__Work instructions__
Change every "rough mask" in the items below to "coarse mask", and keep everything else the same.

Collected data

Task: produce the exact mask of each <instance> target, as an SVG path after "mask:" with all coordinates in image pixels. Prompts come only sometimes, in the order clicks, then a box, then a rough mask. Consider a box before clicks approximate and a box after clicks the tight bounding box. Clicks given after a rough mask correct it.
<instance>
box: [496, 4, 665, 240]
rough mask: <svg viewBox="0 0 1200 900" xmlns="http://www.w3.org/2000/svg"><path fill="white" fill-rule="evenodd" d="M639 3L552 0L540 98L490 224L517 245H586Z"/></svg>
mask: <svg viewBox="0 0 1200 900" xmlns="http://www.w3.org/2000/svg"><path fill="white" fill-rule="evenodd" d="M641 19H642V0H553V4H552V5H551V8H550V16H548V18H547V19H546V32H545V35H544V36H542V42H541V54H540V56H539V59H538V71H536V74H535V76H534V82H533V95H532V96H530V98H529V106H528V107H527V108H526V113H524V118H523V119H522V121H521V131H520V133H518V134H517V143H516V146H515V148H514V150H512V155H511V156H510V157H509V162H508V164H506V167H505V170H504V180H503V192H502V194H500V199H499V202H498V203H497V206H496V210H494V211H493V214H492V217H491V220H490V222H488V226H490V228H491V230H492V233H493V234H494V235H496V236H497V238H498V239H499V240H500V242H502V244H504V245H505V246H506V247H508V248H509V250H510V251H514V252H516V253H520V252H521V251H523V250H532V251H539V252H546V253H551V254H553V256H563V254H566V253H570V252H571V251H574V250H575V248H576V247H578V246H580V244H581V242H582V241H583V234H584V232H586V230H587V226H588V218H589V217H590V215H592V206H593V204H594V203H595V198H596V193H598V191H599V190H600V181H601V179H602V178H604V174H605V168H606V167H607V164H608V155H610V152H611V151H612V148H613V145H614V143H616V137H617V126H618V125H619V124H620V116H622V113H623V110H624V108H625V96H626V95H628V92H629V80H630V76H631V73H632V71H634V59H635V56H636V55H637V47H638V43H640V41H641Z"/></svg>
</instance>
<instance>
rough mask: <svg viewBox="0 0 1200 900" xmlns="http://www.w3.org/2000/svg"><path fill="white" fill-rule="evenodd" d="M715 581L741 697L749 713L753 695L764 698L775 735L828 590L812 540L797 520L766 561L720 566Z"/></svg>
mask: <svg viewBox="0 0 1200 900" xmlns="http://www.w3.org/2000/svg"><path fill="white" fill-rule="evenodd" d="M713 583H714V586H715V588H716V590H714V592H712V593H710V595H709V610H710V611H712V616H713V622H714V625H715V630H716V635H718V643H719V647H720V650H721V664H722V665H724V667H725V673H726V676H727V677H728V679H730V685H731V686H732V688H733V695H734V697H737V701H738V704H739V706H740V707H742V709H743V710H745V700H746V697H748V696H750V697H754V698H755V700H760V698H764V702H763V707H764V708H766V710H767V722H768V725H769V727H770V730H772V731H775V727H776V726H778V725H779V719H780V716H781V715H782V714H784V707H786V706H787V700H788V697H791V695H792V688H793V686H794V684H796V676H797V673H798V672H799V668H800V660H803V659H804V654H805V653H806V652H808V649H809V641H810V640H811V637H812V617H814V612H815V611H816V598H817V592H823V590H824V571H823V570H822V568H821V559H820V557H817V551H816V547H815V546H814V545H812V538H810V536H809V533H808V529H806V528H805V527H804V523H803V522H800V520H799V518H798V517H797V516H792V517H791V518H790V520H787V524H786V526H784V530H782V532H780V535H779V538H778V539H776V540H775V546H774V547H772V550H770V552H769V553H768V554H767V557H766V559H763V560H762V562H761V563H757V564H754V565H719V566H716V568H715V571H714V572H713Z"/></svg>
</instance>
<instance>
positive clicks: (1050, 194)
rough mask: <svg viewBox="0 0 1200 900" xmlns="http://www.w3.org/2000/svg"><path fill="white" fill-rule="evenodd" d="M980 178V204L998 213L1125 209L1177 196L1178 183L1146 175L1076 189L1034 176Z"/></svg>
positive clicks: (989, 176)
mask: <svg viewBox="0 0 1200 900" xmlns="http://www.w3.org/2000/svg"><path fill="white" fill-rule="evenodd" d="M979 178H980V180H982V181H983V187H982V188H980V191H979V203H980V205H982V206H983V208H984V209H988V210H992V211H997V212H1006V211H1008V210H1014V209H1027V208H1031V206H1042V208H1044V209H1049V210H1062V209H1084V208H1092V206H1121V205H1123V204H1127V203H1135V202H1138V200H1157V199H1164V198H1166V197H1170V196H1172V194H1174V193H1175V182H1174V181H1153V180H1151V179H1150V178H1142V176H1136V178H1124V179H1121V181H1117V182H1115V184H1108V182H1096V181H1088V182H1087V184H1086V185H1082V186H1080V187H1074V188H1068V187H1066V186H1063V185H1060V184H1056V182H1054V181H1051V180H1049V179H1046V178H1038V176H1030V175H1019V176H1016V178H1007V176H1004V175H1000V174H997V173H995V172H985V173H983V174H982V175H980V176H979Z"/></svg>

__Output for this exercise__
Task: produce the exact mask of each <instance> target, as an SVG path after "mask:" with all coordinates in image pixels. Prompts come only sometimes, in the order clicks, then a box, then a coarse mask. Consider a box before clicks approximate and a box after clicks the tight bounding box. Clicks given after a coarse mask correct it.
<instance>
box: [496, 4, 665, 240]
coarse mask: <svg viewBox="0 0 1200 900" xmlns="http://www.w3.org/2000/svg"><path fill="white" fill-rule="evenodd" d="M639 3L552 0L540 98L490 224L517 245H586Z"/></svg>
mask: <svg viewBox="0 0 1200 900" xmlns="http://www.w3.org/2000/svg"><path fill="white" fill-rule="evenodd" d="M641 19H642V0H553V4H552V5H551V8H550V16H548V18H547V19H546V32H545V35H544V36H542V42H541V54H540V56H539V59H538V71H536V74H535V76H534V82H533V95H532V96H530V98H529V106H528V107H527V108H526V113H524V118H523V119H522V121H521V131H520V133H518V134H517V143H516V146H515V148H514V150H512V155H511V156H510V157H509V162H508V164H506V167H505V170H504V180H503V192H502V194H500V199H499V202H498V203H497V206H496V210H494V211H493V214H492V217H491V220H490V222H488V226H490V228H491V230H492V233H493V234H494V235H496V236H497V238H498V239H499V240H500V242H502V244H504V245H505V246H506V247H508V248H509V250H510V251H514V252H516V253H520V252H521V251H523V250H532V251H539V252H546V253H551V254H553V256H563V254H566V253H570V252H571V251H574V250H575V248H576V247H578V246H580V244H581V242H582V241H583V234H584V232H586V230H587V226H588V218H589V217H590V215H592V206H593V204H594V203H595V198H596V193H598V191H599V190H600V181H601V179H602V178H604V174H605V168H606V167H607V164H608V155H610V152H611V151H612V148H613V145H614V143H616V137H617V126H618V125H619V124H620V116H622V113H623V110H624V108H625V96H626V95H628V92H629V80H630V76H631V73H632V71H634V59H635V56H636V55H637V47H638V43H640V41H641Z"/></svg>
</instance>
<instance>
coarse mask: <svg viewBox="0 0 1200 900" xmlns="http://www.w3.org/2000/svg"><path fill="white" fill-rule="evenodd" d="M715 581L741 697L749 713L753 695L764 698L775 735L828 590L812 540L797 520L766 561L720 566Z"/></svg>
mask: <svg viewBox="0 0 1200 900" xmlns="http://www.w3.org/2000/svg"><path fill="white" fill-rule="evenodd" d="M713 583H714V586H715V588H716V590H714V592H712V593H710V595H709V610H710V611H712V616H713V622H714V625H715V630H716V635H718V643H719V647H720V650H721V664H722V665H724V667H725V673H726V676H727V677H728V679H730V685H731V686H732V688H733V695H734V697H737V701H738V704H739V706H740V707H742V709H743V710H745V700H746V697H748V696H750V697H754V698H755V700H760V698H764V702H763V707H764V708H766V710H767V722H768V725H769V727H770V730H772V731H775V727H776V726H778V725H779V719H780V716H781V715H782V714H784V707H786V706H787V700H788V697H791V695H792V688H793V686H794V684H796V676H797V673H798V672H799V668H800V660H803V659H804V654H805V653H806V652H808V649H809V641H810V640H811V637H812V617H814V612H815V611H816V598H817V592H823V590H824V571H823V570H822V568H821V559H820V557H817V551H816V547H815V546H814V545H812V538H810V536H809V533H808V529H806V528H805V527H804V523H803V522H800V520H799V518H798V517H797V516H792V517H791V518H790V520H787V524H786V526H784V530H782V532H780V535H779V538H778V539H776V540H775V546H774V547H772V550H770V552H769V553H768V554H767V557H766V559H763V560H762V562H761V563H757V564H754V565H719V566H716V568H715V571H714V572H713Z"/></svg>
</instance>
<instance>
positive clicks: (1050, 194)
coarse mask: <svg viewBox="0 0 1200 900" xmlns="http://www.w3.org/2000/svg"><path fill="white" fill-rule="evenodd" d="M980 178V204L998 213L1125 209L1177 196L1178 183L1146 175L1076 189L1034 176Z"/></svg>
positive clicks: (989, 176)
mask: <svg viewBox="0 0 1200 900" xmlns="http://www.w3.org/2000/svg"><path fill="white" fill-rule="evenodd" d="M979 178H980V180H982V181H983V187H982V188H980V191H979V203H980V205H982V206H983V208H984V209H988V210H992V211H997V212H1006V211H1008V210H1014V209H1027V208H1031V206H1042V208H1044V209H1049V210H1062V209H1084V208H1092V206H1121V205H1123V204H1127V203H1135V202H1138V200H1157V199H1164V198H1166V197H1170V196H1172V194H1174V193H1175V182H1174V181H1153V180H1151V179H1150V178H1142V176H1136V178H1124V179H1121V181H1117V182H1115V184H1108V182H1096V181H1088V182H1087V184H1086V185H1082V186H1080V187H1074V188H1068V187H1066V186H1063V185H1060V184H1056V182H1054V181H1051V180H1049V179H1046V178H1038V176H1030V175H1019V176H1016V178H1007V176H1004V175H1000V174H997V173H995V172H985V173H983V174H982V175H980V176H979Z"/></svg>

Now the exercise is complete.